__PROBLEMS__
a. In the essay on rising costs, how much did the eight pack of Guinness cans cost?
b. List every kind of cost that the essay on rising costs names as having spiraled out of reach for the masses.
c. Resume the essay on rising costs, picking up after its final sentence.

__TEXT PROVIDED__
* * * * * * *
Were we all to attend a class, and to “whiteboard” the prevailing curriculum since the late 1960’s in our public schools, and even endorsed by our institutions and government itself, we would all have to conclude that the Far Left and their attitudes and beliefs have not only prevailed, but become doctrine. And those tenets are all Far Left and Socialist.
It doesn’t help that government over-reach and regulation has strangled our supply chains and delivery systems in costs that are creating inflation that runs prices to the ridiculous.
I have to laugh and provide you with a comical anecdotal example. I’ve embraced the idea of a Guinness sparingly, in particular these days during a World Cup game. Now please realize that I am temporarily housed in a tourist resort town, where the local merchants love to gouge the weekend warriors and new weekly tenants, but still, I purchased an eight pack of Guiness cans and the price came to $ 32. For eight beverages. Four dollars a beer for a product that I serve myself at home. I’m 68 years of age, sorry if I find that to be just ridiculous, considering that when I began consuming alcohol you could purchase a regular six pack for sixty-nine cents, and a premium six-pack for ninety-nine cents if you pallet was accustomed to Michelob.
I don’t think I paid four dollars a pint in Ireland last year at a bar where they actually served me the drink and had payroll and overhead.
Our younger generations are entering a competitive job market where salaries don’t stretch to provide an affordable living, at the same time housing costs, automobile costs, insurance costs, energy costs, all costs appear to have spiraled out-of-reach for the masses. They feel as if no matter how hard they work, or no matter how up the ladder they rise, they cannot accumulate enough wealth to cover the downpayment and mortgage on a home of their own. They watch as car prices for the SUV they need to ferry around a family has a monthly cost that runs over a grand. At every turn they are burdened with a cost that easily eats their combined monthly income.
Worse, they’ve calculated the earnings for the position they want and desire, two rungs up the ladder from where they are, and have realized that even earning at that salary rate will not provide the income required to live the lifestyle they desire.
And perhaps that is the biggest problem facing us all.
* * * * * * *
(Records from a point labeling set)
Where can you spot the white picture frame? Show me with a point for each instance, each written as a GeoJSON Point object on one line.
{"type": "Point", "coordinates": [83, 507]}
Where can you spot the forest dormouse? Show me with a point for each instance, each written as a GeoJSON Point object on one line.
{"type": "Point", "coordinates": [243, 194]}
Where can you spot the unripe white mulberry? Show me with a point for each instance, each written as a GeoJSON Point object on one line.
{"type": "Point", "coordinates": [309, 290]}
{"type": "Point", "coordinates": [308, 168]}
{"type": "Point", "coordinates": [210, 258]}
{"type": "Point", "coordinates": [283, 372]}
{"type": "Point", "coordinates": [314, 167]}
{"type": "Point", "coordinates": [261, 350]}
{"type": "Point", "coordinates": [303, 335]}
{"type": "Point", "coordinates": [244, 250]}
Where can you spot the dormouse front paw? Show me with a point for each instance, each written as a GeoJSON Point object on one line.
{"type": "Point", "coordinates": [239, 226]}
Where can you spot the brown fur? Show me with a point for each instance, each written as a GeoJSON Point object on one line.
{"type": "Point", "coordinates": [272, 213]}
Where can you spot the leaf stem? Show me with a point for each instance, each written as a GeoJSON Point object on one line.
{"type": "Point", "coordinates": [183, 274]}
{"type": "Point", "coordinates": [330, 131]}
* * * * * * *
__ANSWERS GIVEN__
a. $32

b. Housing costs, automobile costs, insurance costs, energy costs

c.
If you’ve lost hope in your own future, if even after advancement up the ladder you realize a world of struggle and toil, one gains a strong desire to step off the merry-go-round, and to pursue a more socialistic approach that levels the playing field for you a bit.
Think about this, because it is a truly salient point.
The wealthy have accrued to themselves so much money that costs no longer matter. An eight hundred dollar night out at the baseball or pro hockey game in town is not a burden, but an expected expense and hurdle easily cleared.
But for our shrinking middle class the idea of taking the family of four to a ballgame night out, where the costs add to six to eight hundred dollars, for a single night’s entertainment, that seemingly minor decision has a big impact on the family budget.
And worse, they look below themselves and see an entire lower class that doesn’t work, has their lifestyle provided by our government for free, and whose stress level doesn’t appear to be worse than their own.
The poor right now are provided free housing, free healthcare, free food, and a monthly cash stipend that can add up to seventy thousand dollars. To earn that much spendable cash after taxes a middle class family would have to earn near a hundred thousand dollars combined income.
Our middle class youth look toward their two divergent paths, work hard to get rich, where they don’t see any path at all, and they look downward toward our socialistic treatment of the lower class who are wards of the state, and have decided that socialism might work best to suit their needs. They’d like to exit the grocery store after handing over a SNAP card and not see their own bank account shrink dramatically.
We have socialism for an entire class here in America, our lower class. Our new immigrants. They all live in a socialistic system, not a capitalist system.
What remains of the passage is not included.